# Prompt:
Please output only the lines that run from the line containing "Would you kindly locate the tree trunk" through the end of the material below, exactly.

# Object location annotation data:
____

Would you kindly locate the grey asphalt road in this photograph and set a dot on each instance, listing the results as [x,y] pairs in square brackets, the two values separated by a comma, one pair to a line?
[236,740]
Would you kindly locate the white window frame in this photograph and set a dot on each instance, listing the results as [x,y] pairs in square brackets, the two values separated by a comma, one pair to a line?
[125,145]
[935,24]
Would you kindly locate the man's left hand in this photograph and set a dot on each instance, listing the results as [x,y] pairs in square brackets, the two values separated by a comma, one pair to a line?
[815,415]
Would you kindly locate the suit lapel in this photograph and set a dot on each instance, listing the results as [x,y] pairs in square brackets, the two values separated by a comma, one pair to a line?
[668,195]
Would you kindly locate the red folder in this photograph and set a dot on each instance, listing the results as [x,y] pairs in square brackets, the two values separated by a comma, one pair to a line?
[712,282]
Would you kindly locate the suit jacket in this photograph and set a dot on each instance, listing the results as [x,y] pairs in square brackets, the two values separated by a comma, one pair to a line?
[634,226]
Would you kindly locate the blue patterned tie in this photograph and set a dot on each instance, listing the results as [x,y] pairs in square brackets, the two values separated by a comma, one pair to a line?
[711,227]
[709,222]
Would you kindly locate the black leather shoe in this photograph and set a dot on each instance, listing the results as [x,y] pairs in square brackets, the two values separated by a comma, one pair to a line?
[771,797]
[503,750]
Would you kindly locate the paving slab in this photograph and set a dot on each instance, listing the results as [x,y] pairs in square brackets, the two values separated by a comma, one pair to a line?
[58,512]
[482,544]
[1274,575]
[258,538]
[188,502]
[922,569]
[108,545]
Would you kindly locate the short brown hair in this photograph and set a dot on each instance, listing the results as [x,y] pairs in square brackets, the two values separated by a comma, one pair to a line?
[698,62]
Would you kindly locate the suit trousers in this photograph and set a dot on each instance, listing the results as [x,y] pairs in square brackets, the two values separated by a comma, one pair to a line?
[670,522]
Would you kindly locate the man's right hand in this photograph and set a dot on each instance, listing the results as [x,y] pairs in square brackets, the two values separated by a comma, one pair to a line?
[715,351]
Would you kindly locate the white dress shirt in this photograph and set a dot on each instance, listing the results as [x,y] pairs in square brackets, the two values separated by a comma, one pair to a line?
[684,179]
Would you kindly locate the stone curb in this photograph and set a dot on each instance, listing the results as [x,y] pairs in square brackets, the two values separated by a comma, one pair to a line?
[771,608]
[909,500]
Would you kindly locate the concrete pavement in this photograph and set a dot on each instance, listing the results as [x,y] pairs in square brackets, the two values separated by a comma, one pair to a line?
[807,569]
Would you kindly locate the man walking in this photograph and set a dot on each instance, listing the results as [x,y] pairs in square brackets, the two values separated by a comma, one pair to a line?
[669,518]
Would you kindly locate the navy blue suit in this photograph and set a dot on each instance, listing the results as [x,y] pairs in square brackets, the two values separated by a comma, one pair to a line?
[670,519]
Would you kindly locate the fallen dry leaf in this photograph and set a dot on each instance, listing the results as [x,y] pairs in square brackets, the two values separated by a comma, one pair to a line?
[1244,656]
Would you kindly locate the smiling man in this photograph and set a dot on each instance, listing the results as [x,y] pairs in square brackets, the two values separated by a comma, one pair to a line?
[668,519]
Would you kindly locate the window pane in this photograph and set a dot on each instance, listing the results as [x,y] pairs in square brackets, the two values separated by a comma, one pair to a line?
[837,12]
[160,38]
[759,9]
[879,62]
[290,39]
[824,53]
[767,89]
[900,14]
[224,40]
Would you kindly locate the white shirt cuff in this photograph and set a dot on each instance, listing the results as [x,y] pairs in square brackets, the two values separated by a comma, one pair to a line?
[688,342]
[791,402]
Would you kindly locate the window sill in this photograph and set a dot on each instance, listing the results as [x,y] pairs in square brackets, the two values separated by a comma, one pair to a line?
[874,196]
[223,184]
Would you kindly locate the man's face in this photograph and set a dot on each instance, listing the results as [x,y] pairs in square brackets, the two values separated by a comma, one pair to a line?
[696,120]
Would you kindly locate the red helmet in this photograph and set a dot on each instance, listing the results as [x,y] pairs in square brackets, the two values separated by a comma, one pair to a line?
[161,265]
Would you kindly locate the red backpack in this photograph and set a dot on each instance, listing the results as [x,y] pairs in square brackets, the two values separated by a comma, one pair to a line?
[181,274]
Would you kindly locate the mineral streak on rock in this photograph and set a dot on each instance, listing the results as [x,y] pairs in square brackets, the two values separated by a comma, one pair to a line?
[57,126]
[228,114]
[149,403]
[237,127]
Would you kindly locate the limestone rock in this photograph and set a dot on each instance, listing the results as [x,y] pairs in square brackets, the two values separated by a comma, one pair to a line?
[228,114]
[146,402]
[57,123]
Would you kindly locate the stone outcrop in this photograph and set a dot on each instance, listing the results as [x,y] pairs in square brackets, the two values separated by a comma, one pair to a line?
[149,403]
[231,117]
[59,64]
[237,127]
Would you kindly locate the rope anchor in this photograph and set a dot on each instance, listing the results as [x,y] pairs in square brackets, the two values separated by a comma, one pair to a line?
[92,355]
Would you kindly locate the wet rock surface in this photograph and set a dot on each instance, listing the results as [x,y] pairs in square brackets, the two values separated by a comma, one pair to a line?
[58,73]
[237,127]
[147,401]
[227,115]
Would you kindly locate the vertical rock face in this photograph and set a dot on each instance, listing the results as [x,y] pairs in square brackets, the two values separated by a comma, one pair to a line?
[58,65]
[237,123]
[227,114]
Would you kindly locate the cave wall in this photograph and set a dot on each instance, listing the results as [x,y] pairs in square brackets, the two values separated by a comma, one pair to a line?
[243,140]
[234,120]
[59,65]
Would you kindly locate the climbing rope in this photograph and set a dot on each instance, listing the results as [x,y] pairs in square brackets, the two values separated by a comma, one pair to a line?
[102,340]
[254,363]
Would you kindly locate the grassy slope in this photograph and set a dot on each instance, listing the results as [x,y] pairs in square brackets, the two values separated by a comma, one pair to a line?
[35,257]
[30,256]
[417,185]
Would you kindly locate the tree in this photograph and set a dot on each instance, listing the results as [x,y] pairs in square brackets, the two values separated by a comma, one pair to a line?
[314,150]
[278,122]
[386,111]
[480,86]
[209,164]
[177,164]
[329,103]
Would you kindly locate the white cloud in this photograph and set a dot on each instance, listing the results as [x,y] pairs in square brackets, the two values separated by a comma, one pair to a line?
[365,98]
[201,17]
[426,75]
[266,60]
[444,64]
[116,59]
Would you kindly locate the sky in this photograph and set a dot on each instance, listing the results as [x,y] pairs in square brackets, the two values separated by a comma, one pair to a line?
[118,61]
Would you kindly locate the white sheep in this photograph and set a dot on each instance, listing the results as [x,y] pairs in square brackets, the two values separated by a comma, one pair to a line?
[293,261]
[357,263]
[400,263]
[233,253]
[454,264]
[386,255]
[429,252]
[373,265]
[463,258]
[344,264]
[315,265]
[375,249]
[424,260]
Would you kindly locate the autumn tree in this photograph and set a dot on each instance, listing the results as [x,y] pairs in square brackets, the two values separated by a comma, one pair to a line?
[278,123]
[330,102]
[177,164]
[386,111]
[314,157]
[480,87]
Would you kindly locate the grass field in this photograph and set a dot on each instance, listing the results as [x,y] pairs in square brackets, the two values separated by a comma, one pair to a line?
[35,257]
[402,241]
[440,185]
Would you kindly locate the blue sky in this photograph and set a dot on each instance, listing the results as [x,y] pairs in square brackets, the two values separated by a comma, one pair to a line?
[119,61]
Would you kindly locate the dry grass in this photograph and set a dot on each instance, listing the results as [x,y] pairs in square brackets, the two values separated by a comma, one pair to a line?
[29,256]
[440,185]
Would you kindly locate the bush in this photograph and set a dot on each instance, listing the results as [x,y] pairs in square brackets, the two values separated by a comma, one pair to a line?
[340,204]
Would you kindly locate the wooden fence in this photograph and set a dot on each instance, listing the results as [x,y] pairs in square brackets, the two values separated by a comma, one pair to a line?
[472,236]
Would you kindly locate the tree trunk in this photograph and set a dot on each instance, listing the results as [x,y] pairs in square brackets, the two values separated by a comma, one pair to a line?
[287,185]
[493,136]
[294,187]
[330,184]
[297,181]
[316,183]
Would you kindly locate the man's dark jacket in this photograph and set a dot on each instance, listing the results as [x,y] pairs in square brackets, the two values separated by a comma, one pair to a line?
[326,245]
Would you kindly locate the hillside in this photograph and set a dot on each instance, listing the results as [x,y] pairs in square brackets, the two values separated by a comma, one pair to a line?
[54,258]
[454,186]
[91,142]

____

# Expected output:
Would you kindly locate the tree trunk in this photograph and set a dot on each instance, listing the results as [x,y] pairs in square brackets, the two values separated by a comma, one pair to a line?
[287,185]
[493,136]
[294,187]
[330,184]
[297,181]
[316,183]
Would you kindly locate the man's dark jacket in this photograph and set a dot on each instance, listing the results as [x,y] pairs in square brackets, the two values separated by a comma, one pair to a line?
[326,245]
Would you kindly locate the hillside in this photograph and set a dot on each instance, listing the results as [x,y] pairs in square brackets, the two values separated by a comma, one pair to a line?
[54,258]
[454,186]
[91,142]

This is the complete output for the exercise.